◆ Data for processing
★ ★ ★ ★ ★
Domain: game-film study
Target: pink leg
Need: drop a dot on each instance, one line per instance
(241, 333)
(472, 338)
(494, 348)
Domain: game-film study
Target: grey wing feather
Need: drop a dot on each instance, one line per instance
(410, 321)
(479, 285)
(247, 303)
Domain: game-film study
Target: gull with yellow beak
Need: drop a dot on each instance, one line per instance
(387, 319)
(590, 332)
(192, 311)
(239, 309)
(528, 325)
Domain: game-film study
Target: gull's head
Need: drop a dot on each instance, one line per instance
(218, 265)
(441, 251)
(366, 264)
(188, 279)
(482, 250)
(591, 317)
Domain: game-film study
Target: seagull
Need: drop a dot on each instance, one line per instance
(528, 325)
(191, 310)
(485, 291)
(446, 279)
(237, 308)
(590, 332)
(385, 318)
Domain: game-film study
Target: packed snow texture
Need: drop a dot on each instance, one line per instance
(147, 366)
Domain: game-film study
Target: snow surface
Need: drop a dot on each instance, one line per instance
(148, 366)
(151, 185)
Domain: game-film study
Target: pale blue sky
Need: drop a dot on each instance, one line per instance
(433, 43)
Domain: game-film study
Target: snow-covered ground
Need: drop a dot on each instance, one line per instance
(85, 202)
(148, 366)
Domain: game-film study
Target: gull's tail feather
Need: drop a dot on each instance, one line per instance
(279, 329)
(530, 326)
★ ★ ★ ★ ★
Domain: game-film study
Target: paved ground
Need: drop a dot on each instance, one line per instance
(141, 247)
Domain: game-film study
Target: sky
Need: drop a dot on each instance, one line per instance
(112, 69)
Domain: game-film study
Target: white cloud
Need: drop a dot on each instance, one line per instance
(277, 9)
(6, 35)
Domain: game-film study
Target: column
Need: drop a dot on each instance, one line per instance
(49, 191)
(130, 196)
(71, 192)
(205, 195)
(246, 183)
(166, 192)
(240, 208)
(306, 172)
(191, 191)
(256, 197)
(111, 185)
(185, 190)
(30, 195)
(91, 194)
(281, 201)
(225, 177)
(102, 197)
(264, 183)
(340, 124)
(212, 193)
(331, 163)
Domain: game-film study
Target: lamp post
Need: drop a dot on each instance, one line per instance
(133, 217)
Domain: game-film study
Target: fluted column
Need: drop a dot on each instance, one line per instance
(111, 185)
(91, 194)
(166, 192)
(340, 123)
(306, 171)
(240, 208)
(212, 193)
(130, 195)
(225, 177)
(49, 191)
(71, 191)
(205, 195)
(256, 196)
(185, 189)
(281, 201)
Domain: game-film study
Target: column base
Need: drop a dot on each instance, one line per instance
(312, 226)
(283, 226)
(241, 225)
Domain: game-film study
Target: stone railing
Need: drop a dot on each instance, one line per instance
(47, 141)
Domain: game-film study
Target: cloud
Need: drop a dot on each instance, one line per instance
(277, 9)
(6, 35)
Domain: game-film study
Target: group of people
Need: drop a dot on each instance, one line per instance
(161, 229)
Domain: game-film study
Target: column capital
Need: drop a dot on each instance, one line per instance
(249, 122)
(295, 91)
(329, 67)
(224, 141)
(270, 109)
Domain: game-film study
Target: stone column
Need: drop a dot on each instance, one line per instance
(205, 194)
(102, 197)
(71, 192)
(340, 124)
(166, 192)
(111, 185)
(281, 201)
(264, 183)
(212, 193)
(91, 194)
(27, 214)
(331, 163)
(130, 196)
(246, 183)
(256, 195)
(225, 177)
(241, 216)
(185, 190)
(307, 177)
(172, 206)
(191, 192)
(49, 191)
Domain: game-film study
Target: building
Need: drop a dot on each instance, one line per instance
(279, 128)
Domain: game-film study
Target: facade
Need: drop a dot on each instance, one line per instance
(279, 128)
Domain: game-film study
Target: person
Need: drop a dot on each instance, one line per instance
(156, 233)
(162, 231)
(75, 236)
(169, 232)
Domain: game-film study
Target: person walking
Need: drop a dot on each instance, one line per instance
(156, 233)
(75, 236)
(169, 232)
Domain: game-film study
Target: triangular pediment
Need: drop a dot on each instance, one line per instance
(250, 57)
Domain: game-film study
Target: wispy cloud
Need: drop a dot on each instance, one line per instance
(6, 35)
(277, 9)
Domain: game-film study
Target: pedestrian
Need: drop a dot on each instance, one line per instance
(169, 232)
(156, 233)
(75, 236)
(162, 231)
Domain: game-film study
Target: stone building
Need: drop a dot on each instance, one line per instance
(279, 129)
★ ★ ★ ★ ★
◆ Goal
State how many lines of the records contain the string "column", counting only matches with the same letter case. Give the number alone.

◆ Answer for the task
5